───── EXTRACT

After 26 years of what Dale Connelly proudly calls "elegant absurdity," Minnesota Public Radio's "The Morning Show" is airing its final commercials touting the Sherpa SUV by Intimida, and cueing up "Lime Jell-O, Marshmallow, Cottage Cheese Surprise," for the last time.
If you have no idea what we're talking about, go on about your business, dude.
But if you're among the longtime listeners, Thursday's final broadcast -- a free public event from 6 to 9 a.m. at the Fitzgerald Theater -- pulls the plug on one of Minnesota's quirkier cultural institutions.
"The theory is that a radio station should do the same thing well over and over," Connelly said, then added in his trademark deadpan: "And that's where we messed things up."
Jim Ed Poole should supply a rim shot right about here. Poole is retiring from MPR's pre-dawn shift, which set in motion the retirement of the show. He'll keep his gig as the sound effects guy on "A Prairie Home Companion," however, and again become the name on his birth certificate, Tom Keith. Connelly will return to work on Friday hosting Radio Heartland, a new service available on the Internet worldwide and on a digital radio channel in the Twin Cities.
The new digital show comes as some comfort to loyal listeners. Ann Christensen of Edina grew up with "The Morning Show," and has made sure that her own kids have as well. She and her sister will be at the Fitz at 5 a.m. Thursday. "To me, this is like going to the funeral of a dear friend, so I can't not go," she said. "But I don't want to sound morose. We're losing a morning show, but gaining something like it that will stream 24-7."

──────────
───── DATA EXCERPT

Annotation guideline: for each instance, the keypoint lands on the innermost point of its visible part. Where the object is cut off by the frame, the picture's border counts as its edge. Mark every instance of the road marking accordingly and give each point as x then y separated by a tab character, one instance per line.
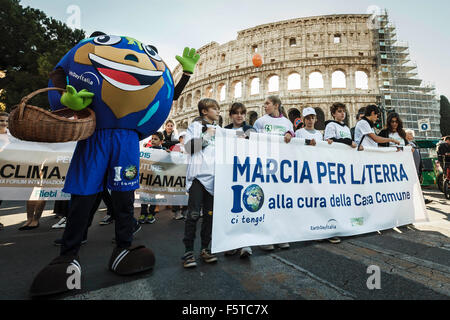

──────────

**WHAT TO WORK ON:** Reproduce the passage of the text on the end of "The Morning Show" verbatim, from "After 26 years" to "your business, dude.".

**EXERCISE SOLUTION:**
After 26 years of what Dale Connelly proudly calls "elegant absurdity," Minnesota Public Radio's "The Morning Show" is airing its final commercials touting the Sherpa SUV by Intimida, and cueing up "Lime Jell-O, Marshmallow, Cottage Cheese Surprise," for the last time.
If you have no idea what we're talking about, go on about your business, dude.